SHORT EXERCISE:
Please pick out every row below that contains the string "parapet" and copy each one. Matching is case-sensitive.

Location labeling records
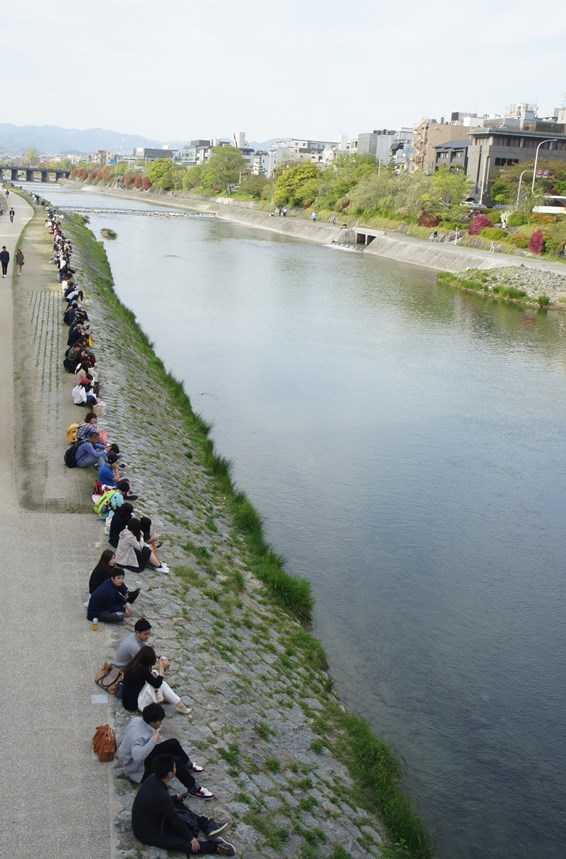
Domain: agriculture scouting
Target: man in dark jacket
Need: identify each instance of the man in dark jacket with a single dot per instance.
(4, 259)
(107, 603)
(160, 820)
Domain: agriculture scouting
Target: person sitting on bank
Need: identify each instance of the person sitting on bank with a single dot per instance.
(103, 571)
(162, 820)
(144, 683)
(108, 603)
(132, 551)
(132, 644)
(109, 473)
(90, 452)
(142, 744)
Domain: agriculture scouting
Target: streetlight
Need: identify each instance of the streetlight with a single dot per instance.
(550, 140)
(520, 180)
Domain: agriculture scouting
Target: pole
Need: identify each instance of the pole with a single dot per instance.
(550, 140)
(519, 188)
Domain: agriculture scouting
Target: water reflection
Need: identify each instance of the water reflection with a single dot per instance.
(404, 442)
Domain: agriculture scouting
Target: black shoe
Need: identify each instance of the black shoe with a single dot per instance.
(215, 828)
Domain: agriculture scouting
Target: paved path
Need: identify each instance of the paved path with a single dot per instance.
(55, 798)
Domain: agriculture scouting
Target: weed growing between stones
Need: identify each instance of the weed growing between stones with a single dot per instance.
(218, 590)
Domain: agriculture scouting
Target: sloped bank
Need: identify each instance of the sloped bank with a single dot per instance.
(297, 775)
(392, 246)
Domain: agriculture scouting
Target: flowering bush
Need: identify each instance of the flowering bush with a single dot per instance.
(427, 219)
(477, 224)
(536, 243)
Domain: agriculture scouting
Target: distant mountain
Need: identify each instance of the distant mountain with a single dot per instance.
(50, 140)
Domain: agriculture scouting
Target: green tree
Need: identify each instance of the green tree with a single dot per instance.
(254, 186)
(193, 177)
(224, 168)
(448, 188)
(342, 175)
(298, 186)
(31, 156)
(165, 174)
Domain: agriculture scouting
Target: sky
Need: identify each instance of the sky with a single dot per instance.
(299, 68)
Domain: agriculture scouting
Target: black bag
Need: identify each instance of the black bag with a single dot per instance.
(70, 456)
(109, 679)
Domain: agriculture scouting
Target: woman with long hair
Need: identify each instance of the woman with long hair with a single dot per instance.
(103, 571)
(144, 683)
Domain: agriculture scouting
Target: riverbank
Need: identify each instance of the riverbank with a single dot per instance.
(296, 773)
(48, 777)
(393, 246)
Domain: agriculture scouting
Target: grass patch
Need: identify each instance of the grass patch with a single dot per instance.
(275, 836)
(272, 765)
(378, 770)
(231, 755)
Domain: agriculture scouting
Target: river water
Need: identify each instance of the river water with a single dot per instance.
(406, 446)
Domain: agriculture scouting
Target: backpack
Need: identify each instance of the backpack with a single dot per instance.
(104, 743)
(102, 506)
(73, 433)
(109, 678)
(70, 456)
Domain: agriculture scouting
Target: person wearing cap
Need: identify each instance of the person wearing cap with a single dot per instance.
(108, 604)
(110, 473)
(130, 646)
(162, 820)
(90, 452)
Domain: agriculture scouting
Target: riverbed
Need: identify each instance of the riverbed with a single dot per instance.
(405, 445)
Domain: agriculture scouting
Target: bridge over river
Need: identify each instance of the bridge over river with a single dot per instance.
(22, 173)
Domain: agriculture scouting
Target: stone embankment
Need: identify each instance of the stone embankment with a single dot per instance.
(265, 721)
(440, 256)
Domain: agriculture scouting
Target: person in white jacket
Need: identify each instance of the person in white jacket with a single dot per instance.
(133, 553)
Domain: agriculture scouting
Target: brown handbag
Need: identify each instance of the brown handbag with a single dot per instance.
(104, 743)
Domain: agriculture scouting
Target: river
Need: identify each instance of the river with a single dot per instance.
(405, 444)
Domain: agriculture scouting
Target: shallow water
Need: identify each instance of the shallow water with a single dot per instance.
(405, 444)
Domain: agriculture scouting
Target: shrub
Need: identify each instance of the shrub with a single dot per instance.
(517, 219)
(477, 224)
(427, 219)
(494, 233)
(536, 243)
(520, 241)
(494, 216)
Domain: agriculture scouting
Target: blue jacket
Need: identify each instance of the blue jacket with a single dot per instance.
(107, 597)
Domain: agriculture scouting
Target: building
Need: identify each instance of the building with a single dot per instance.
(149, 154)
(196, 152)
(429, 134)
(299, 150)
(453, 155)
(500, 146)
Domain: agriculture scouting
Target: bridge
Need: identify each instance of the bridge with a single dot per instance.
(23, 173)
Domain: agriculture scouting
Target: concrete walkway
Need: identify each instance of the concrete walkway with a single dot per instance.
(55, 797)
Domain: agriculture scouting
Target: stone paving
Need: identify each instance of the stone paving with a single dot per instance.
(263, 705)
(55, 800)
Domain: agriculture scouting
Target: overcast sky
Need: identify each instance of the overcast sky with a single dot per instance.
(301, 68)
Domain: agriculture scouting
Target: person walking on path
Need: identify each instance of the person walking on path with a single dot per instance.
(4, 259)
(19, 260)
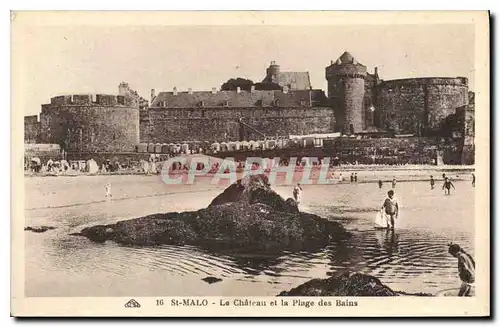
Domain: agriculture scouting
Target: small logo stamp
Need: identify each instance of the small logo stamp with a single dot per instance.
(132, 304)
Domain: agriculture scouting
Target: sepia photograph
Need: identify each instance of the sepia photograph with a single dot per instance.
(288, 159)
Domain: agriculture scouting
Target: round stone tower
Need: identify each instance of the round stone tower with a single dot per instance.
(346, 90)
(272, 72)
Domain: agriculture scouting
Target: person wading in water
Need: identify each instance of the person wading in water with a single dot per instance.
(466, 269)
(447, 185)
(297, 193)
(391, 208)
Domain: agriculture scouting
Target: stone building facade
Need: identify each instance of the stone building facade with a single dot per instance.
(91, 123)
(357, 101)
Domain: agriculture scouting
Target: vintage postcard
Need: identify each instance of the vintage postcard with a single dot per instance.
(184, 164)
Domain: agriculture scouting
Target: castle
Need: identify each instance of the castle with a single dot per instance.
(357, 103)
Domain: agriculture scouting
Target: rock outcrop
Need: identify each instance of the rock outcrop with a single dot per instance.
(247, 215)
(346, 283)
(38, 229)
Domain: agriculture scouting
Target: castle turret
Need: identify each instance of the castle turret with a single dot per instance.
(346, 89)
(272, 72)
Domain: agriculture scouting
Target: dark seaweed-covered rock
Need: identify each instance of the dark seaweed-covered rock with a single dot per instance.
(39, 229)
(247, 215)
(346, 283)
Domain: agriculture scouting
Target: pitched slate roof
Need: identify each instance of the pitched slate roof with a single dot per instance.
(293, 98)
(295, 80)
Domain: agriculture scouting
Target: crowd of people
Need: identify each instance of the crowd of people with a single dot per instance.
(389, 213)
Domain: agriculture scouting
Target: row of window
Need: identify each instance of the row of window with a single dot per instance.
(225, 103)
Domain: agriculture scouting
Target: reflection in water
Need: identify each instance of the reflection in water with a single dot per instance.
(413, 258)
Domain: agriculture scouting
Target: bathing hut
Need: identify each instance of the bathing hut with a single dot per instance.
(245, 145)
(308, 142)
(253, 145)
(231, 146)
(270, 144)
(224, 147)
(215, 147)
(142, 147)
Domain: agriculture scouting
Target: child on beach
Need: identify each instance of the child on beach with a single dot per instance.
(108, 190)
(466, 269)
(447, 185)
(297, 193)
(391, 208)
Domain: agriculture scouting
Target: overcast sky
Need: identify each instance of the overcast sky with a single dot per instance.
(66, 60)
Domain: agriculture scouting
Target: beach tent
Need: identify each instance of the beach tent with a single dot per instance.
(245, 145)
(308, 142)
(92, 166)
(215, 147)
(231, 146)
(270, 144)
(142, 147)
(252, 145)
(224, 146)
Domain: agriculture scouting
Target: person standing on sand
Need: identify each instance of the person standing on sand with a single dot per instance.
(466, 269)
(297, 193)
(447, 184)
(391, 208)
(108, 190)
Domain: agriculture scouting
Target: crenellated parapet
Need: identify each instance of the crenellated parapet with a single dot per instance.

==

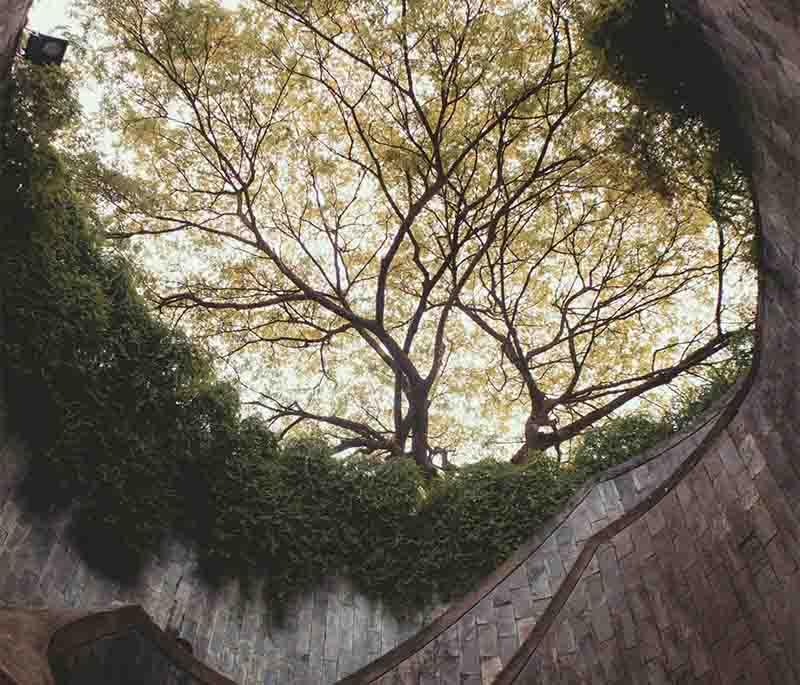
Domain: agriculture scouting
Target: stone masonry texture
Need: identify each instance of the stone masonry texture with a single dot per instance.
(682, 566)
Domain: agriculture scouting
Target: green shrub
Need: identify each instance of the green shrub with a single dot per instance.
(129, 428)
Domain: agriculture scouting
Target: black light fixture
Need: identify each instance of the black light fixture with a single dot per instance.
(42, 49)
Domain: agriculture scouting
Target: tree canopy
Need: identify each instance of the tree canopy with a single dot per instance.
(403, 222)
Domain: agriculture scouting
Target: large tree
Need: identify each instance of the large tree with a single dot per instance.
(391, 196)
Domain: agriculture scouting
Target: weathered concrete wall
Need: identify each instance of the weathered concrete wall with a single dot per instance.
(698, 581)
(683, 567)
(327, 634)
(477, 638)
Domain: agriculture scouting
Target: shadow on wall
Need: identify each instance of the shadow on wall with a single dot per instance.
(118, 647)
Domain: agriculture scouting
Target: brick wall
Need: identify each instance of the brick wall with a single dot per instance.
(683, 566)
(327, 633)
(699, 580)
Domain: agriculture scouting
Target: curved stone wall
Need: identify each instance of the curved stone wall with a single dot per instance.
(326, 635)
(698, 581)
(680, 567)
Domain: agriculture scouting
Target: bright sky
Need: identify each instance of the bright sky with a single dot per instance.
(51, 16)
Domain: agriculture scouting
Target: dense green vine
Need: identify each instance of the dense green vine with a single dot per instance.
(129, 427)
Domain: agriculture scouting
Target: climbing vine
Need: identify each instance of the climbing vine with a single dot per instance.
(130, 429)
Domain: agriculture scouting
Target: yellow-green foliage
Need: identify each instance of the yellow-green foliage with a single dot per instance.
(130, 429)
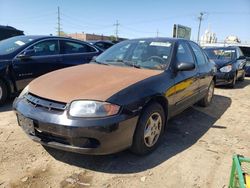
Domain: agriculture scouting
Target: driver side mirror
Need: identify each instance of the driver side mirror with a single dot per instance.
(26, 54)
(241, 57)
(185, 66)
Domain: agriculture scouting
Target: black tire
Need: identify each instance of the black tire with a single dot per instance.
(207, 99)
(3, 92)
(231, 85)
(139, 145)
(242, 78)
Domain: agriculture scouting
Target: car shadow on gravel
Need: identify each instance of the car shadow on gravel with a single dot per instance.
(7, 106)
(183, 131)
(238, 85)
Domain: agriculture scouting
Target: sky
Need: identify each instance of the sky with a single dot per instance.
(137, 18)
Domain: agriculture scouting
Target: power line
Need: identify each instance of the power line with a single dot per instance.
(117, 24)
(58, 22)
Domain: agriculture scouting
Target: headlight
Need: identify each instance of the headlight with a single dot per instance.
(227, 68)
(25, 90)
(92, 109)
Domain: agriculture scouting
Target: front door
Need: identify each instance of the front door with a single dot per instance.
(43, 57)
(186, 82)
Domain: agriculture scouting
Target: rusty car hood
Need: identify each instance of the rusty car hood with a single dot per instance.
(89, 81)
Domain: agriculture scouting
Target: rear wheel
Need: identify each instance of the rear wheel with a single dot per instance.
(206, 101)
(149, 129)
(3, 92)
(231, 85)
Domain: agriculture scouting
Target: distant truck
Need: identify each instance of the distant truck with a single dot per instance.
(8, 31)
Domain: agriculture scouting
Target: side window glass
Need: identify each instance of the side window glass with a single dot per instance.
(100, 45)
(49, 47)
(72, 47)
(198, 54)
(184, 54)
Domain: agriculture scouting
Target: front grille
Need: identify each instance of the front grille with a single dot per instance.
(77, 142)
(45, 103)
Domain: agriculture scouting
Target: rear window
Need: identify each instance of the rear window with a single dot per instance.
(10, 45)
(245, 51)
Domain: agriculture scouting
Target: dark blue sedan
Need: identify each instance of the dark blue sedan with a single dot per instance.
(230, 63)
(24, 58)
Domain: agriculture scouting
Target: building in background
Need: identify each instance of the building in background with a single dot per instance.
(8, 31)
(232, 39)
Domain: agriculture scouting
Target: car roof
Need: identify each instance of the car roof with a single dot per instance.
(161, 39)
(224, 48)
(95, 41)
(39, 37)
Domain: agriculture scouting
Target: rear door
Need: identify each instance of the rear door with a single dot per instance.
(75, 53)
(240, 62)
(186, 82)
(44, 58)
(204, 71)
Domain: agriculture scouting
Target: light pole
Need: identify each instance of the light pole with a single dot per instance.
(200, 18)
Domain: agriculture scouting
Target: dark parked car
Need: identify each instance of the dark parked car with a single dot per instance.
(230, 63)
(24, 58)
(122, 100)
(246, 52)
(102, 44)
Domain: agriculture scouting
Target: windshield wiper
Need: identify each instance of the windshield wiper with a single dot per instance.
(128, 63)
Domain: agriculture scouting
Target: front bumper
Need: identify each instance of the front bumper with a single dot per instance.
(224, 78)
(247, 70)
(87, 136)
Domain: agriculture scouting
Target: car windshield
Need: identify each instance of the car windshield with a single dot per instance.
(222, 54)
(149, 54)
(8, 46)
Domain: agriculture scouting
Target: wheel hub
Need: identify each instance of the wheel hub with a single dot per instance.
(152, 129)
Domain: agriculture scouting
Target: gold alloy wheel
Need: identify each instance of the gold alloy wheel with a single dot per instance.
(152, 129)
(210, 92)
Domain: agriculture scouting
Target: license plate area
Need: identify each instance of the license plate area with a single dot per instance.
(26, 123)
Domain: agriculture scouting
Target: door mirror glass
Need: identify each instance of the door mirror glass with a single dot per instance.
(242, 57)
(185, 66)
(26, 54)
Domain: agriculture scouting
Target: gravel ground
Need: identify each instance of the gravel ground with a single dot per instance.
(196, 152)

--

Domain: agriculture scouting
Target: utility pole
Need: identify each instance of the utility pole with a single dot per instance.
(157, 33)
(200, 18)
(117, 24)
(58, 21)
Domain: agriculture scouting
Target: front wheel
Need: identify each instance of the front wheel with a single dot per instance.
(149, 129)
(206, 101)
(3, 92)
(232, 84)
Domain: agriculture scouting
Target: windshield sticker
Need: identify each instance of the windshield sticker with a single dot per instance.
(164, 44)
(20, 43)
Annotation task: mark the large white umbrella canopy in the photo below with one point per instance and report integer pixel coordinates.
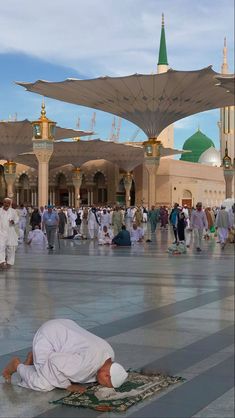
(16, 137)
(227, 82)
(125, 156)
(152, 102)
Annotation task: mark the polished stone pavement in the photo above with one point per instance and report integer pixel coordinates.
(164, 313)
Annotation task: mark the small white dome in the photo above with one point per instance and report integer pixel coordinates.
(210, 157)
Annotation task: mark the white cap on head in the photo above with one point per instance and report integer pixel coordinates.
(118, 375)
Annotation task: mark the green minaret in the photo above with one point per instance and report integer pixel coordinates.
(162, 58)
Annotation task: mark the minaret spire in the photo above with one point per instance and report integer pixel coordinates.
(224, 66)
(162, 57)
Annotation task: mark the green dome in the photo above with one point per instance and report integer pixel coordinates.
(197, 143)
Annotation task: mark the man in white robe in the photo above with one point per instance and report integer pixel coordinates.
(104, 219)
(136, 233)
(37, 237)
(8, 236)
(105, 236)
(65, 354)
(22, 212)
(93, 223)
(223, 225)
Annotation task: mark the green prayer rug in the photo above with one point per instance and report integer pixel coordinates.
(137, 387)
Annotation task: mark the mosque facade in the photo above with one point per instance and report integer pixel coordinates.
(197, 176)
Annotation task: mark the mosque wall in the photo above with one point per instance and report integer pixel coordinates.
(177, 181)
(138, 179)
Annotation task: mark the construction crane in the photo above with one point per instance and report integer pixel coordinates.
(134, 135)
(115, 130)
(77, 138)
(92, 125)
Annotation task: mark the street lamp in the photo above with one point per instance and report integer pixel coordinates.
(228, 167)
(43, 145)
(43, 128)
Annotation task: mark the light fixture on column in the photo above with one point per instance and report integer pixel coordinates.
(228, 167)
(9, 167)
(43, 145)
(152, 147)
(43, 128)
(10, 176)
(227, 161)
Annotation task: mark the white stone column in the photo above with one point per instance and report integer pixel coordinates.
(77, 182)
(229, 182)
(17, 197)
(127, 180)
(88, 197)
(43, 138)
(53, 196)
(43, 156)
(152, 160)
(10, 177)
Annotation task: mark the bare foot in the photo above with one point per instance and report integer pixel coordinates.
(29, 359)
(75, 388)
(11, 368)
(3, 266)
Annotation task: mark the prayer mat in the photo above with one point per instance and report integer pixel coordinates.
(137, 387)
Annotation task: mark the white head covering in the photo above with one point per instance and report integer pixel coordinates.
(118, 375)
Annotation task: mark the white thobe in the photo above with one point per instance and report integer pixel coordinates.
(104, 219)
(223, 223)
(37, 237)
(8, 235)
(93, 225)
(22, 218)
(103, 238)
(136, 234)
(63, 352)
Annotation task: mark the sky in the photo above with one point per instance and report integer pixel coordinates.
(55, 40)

FINAL RESULT:
Target: crenellated parapet
Need: identify each instance of the crenellated parapet with a single dot per instance.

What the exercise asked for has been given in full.